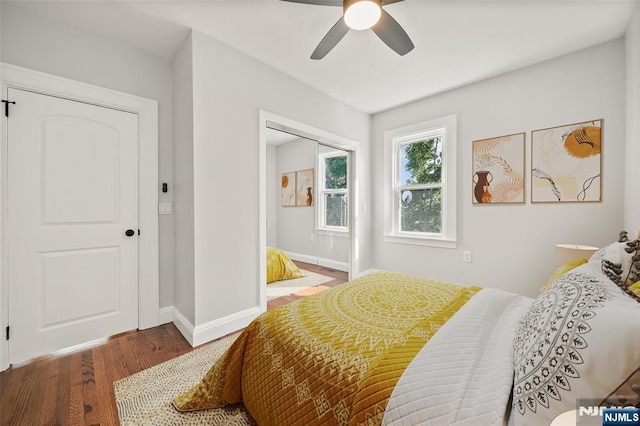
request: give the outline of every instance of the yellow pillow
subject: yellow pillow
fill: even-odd
[[[547,283],[545,285],[540,287],[540,293],[544,293],[545,291],[547,291],[547,289],[549,287],[551,287],[551,284],[553,284],[558,278],[560,278],[561,276],[563,276],[564,274],[566,274],[570,270],[577,268],[578,266],[582,265],[583,263],[587,263],[587,259],[574,260],[573,262],[569,262],[567,264],[564,264],[561,267],[559,267],[558,269],[556,269],[555,272],[553,274],[551,274],[551,277],[549,277],[549,281],[547,281]]]

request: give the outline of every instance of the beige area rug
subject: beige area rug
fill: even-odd
[[[267,300],[277,299],[278,297],[286,296],[288,294],[308,296],[308,289],[310,287],[315,287],[333,280],[332,277],[316,274],[311,271],[304,271],[304,274],[306,277],[276,281],[271,284],[267,284]],[[326,290],[326,288],[319,290]]]
[[[171,401],[198,383],[238,337],[232,334],[114,382],[121,425],[255,425],[242,404],[181,413]]]

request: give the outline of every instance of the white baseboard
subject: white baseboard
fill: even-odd
[[[175,307],[163,308],[162,311],[165,309],[171,309],[173,323],[193,347],[239,331],[262,313],[262,310],[256,306],[194,327]]]
[[[378,272],[379,269],[367,269],[366,271],[362,271],[358,274],[358,277],[364,277],[365,275],[373,274],[374,272]]]
[[[291,258],[291,260],[297,260],[298,262],[305,262],[311,264],[318,264],[320,266],[324,266],[325,268],[336,269],[338,271],[349,272],[349,264],[347,262],[339,262],[337,260],[331,259],[323,259],[318,258],[316,256],[309,256],[307,254],[300,253],[291,253],[287,252],[287,256]]]
[[[160,308],[160,325],[173,321],[173,306]]]

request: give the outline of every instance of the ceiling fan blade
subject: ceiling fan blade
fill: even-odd
[[[317,6],[340,6],[342,7],[342,0],[281,0],[288,1],[289,3],[302,3],[302,4],[313,4]],[[402,1],[402,0],[391,0],[391,1]]]
[[[380,40],[400,56],[406,55],[414,48],[405,30],[384,9],[382,9],[380,20],[371,29],[380,37]]]
[[[338,19],[329,32],[320,40],[318,47],[311,54],[311,59],[322,59],[331,51],[336,44],[349,32],[349,27],[344,22],[344,17]]]

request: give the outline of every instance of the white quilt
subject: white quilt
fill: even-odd
[[[478,292],[407,367],[382,424],[506,424],[514,331],[532,302],[496,289]]]

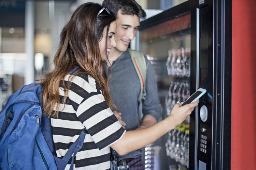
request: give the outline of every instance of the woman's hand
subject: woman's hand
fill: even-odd
[[[173,106],[171,114],[166,119],[174,120],[175,126],[182,123],[191,114],[192,111],[199,103],[199,100],[195,102],[181,106],[180,103],[177,103]]]
[[[122,125],[122,127],[123,127],[123,128],[124,129],[125,126],[126,125],[126,123],[123,120],[122,117],[121,116],[121,115],[122,115],[122,114],[121,113],[119,113],[119,112],[117,112],[116,111],[113,111],[113,113],[114,113],[114,114],[115,115],[115,116],[116,117],[116,118],[117,118],[117,120],[118,120],[118,121],[119,121],[119,122],[120,122],[121,124]]]

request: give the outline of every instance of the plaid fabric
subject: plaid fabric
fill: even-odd
[[[144,165],[141,160],[141,156],[133,158],[128,163],[129,170],[144,170]]]

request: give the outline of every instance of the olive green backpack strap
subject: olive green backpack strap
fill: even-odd
[[[140,96],[138,99],[138,102],[140,103],[142,99],[145,99],[146,97],[146,91],[145,85],[147,77],[147,66],[146,61],[143,54],[137,51],[128,48],[132,63],[135,68],[140,82],[141,90]]]

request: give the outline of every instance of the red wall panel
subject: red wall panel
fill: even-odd
[[[231,169],[256,169],[256,0],[232,8]]]

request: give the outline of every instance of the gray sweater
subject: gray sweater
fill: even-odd
[[[142,101],[143,116],[150,115],[158,121],[161,114],[161,105],[157,95],[155,72],[150,62],[145,57],[147,65],[147,78],[145,83],[146,96]],[[130,55],[127,50],[112,65],[113,73],[110,81],[111,96],[115,104],[126,123],[127,131],[138,127],[138,98],[140,91],[140,80],[132,64]],[[107,71],[109,68],[107,66]],[[137,157],[141,154],[141,149],[135,151],[120,159]]]

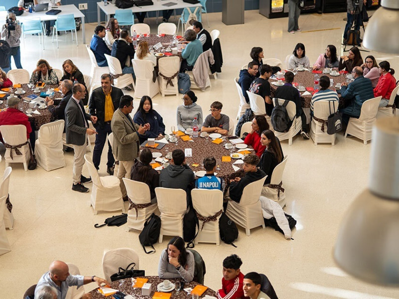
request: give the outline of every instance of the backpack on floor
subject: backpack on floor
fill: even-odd
[[[155,252],[153,244],[157,243],[161,233],[161,218],[154,213],[151,214],[144,223],[144,228],[139,235],[139,240],[141,246],[147,254]],[[154,250],[147,252],[146,246],[151,246]]]
[[[238,237],[238,230],[234,223],[223,212],[219,218],[219,232],[220,239],[227,244],[236,247],[233,242]]]
[[[273,99],[275,106],[271,112],[270,122],[274,131],[278,132],[287,132],[292,124],[292,121],[290,120],[288,112],[287,111],[287,105],[289,101],[286,100],[283,105],[280,105],[278,99],[276,98]]]

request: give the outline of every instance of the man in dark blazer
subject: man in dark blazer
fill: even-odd
[[[72,145],[75,152],[73,156],[73,184],[72,189],[86,193],[89,192],[89,188],[85,187],[83,183],[91,181],[90,177],[85,177],[82,175],[87,142],[86,134],[92,135],[96,134],[95,131],[89,128],[87,121],[90,120],[93,124],[95,124],[97,117],[92,116],[85,112],[82,99],[85,97],[86,88],[83,84],[75,84],[72,88],[72,97],[65,108],[66,143]]]
[[[125,176],[130,178],[132,167],[140,151],[139,135],[143,135],[146,131],[150,130],[150,125],[148,123],[143,126],[133,123],[129,115],[133,109],[133,98],[130,96],[123,96],[121,98],[119,109],[114,113],[111,122],[114,134],[112,152],[119,161],[117,176],[120,181],[124,200],[127,200],[127,193],[122,179]]]
[[[115,110],[119,107],[119,100],[123,95],[122,90],[111,85],[112,78],[109,74],[101,75],[101,87],[93,91],[89,101],[89,109],[91,115],[97,116],[97,123],[93,125],[97,134],[93,151],[93,163],[98,169],[100,166],[101,153],[108,135],[112,133],[111,121]],[[115,159],[112,149],[108,143],[108,154],[107,172],[114,174]]]

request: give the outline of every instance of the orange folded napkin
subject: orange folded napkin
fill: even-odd
[[[158,163],[154,163],[154,164],[158,164]],[[154,168],[154,166],[153,166],[153,168]],[[133,286],[133,288],[143,288],[143,285],[148,281],[148,278],[140,278],[140,277],[136,278],[136,283]]]
[[[169,299],[171,296],[172,293],[156,292],[153,296],[153,299]]]
[[[189,140],[193,140],[188,135],[184,135],[181,137],[182,140],[183,141],[189,141]]]
[[[201,285],[197,285],[196,287],[191,291],[192,294],[198,294],[198,297],[200,297],[202,296],[202,294],[205,293],[205,291],[208,289],[207,287],[205,286],[201,286]]]
[[[214,140],[212,141],[212,142],[214,144],[216,144],[216,145],[219,145],[223,142],[223,140],[221,138],[216,138]]]
[[[230,162],[231,161],[231,157],[230,156],[223,156],[221,157],[222,162]]]

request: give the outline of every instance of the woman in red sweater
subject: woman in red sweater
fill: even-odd
[[[264,131],[269,130],[269,124],[264,116],[257,115],[253,118],[251,126],[252,130],[245,137],[244,143],[253,148],[256,155],[260,158],[266,149],[260,143],[260,135]]]
[[[374,96],[381,96],[383,97],[380,102],[380,107],[385,107],[388,105],[392,91],[396,87],[396,79],[394,77],[395,70],[391,68],[390,63],[386,60],[380,63],[379,69],[381,76],[374,89]]]
[[[7,78],[7,74],[0,68],[0,88],[9,87],[12,86],[12,82]]]

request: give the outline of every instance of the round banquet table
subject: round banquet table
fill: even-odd
[[[45,92],[47,91],[49,88],[55,88],[57,87],[57,85],[46,85],[44,88],[41,88],[40,89],[41,91]],[[22,111],[24,113],[26,113],[26,110],[29,108],[29,103],[27,103],[25,101],[23,100],[23,98],[27,96],[30,95],[31,94],[35,94],[37,96],[39,96],[40,93],[35,93],[33,92],[33,88],[29,88],[28,87],[27,84],[21,84],[21,88],[23,89],[24,91],[26,92],[21,95],[17,95],[15,93],[15,92],[16,91],[16,89],[13,88],[12,89],[12,93],[14,93],[14,95],[18,97],[20,99],[22,100],[21,104],[20,104],[20,107],[22,109]],[[11,93],[11,92],[8,91],[7,92],[8,93],[6,95],[5,97],[4,97],[1,100],[3,101],[3,103],[0,104],[0,109],[3,109],[4,108],[6,108],[5,104],[7,103],[7,97],[9,95],[9,94]],[[60,98],[61,97],[61,94],[60,92],[56,92],[54,91],[54,98]],[[44,101],[45,102],[45,101]],[[38,130],[41,126],[42,125],[44,125],[44,124],[47,124],[51,122],[52,120],[53,120],[53,118],[51,113],[48,111],[48,109],[45,108],[44,109],[40,109],[38,108],[38,105],[36,106],[36,109],[35,109],[38,112],[40,113],[40,114],[37,114],[35,113],[32,113],[31,115],[31,116],[28,116],[29,118],[29,121],[30,122],[31,124],[33,125],[34,128],[32,129],[34,130]],[[35,109],[32,108],[32,110],[34,111]]]
[[[225,140],[227,139],[224,137]],[[230,179],[234,178],[236,177],[241,177],[244,175],[244,170],[242,170],[243,164],[237,164],[235,166],[240,168],[237,171],[233,169],[232,164],[237,161],[236,159],[231,158],[230,162],[221,162],[222,156],[230,156],[230,150],[226,150],[224,147],[224,145],[226,142],[217,145],[212,143],[212,139],[209,138],[207,140],[206,138],[203,138],[199,136],[197,138],[192,138],[194,142],[191,141],[183,141],[179,137],[179,142],[177,144],[169,143],[166,144],[161,150],[152,149],[149,148],[153,152],[160,152],[162,154],[162,157],[165,158],[168,152],[171,152],[174,150],[178,149],[182,150],[184,151],[185,149],[192,149],[192,156],[191,157],[186,157],[186,162],[192,169],[194,171],[200,170],[205,170],[203,168],[203,159],[206,157],[213,156],[216,159],[216,163],[218,164],[220,170],[216,169],[217,175],[225,180],[226,186],[228,186],[229,184]],[[157,143],[157,141],[155,142]],[[236,152],[238,149],[234,149],[233,152]],[[251,152],[253,151],[251,150]],[[197,167],[193,166],[193,163],[199,164]],[[216,166],[217,167],[217,166]]]
[[[148,281],[147,283],[151,284],[151,294],[150,296],[143,296],[141,295],[141,289],[139,288],[133,288],[132,287],[132,279],[127,278],[126,279],[120,280],[116,281],[111,283],[110,287],[115,289],[115,290],[119,290],[120,292],[124,293],[125,295],[131,295],[135,299],[149,299],[152,298],[154,296],[154,294],[156,292],[158,292],[157,290],[157,286],[159,284],[163,282],[165,280],[160,278],[158,276],[144,276],[144,278],[148,278]],[[182,279],[179,278],[171,278],[168,280],[170,281],[172,283],[174,283],[177,281],[183,281]],[[120,286],[120,284],[122,283],[122,285]],[[194,289],[194,287],[198,285],[198,283],[195,282],[191,282],[191,283],[185,283],[184,288],[191,288]],[[188,299],[188,297],[187,293],[186,291],[180,291],[176,292],[174,289],[171,292],[172,293],[171,299]],[[102,298],[106,298],[105,296],[98,293],[97,289],[95,289],[90,292],[91,295],[92,299],[100,299]],[[205,295],[208,295],[209,296],[216,297],[216,292],[208,288],[205,293],[202,294],[201,297]],[[108,297],[110,298],[111,297]],[[191,299],[191,296],[190,297]]]

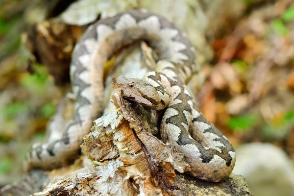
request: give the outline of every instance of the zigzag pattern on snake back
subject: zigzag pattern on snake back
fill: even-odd
[[[122,48],[140,41],[146,41],[162,60],[155,70],[158,72],[149,74],[147,81],[157,93],[166,93],[168,97],[166,103],[161,98],[156,103],[161,105],[161,109],[167,105],[161,128],[164,141],[184,153],[192,175],[216,182],[228,176],[235,164],[234,149],[197,110],[184,85],[196,72],[194,48],[186,35],[167,19],[141,10],[98,21],[76,45],[70,73],[76,100],[73,117],[60,139],[33,145],[26,156],[27,170],[50,169],[76,157],[83,137],[104,109],[105,63]],[[144,92],[137,96],[148,96]],[[147,98],[144,100],[154,101]],[[188,132],[189,126],[194,127],[192,135],[197,142]]]

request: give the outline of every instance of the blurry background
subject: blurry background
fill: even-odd
[[[87,26],[142,8],[174,22],[196,47],[202,67],[190,85],[236,149],[233,172],[253,195],[294,196],[290,0],[0,0],[0,187],[20,179],[28,147],[45,139]]]

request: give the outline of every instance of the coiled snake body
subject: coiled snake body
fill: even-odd
[[[161,139],[184,154],[191,175],[218,182],[230,174],[235,161],[233,147],[198,110],[185,85],[196,72],[194,48],[186,35],[167,19],[141,10],[98,21],[76,45],[70,73],[76,98],[73,117],[61,139],[33,145],[26,156],[27,170],[60,167],[76,156],[83,137],[104,109],[105,63],[122,47],[140,41],[145,41],[161,59],[155,72],[147,74],[148,83],[120,77],[115,87],[140,104],[155,110],[166,108]]]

----------------

Reproduce, verbatim, the lines between the one holding "request: give the outline of every instance of the red" and the one holding "[[[231,169],[256,169],[256,0],[232,8]]]", inclusive.

### SOLUTION TO THE PROBLEM
request: give the outline of every instance of the red wall panel
subject: red wall panel
fill: even-odd
[[[231,169],[256,169],[256,0],[232,8]]]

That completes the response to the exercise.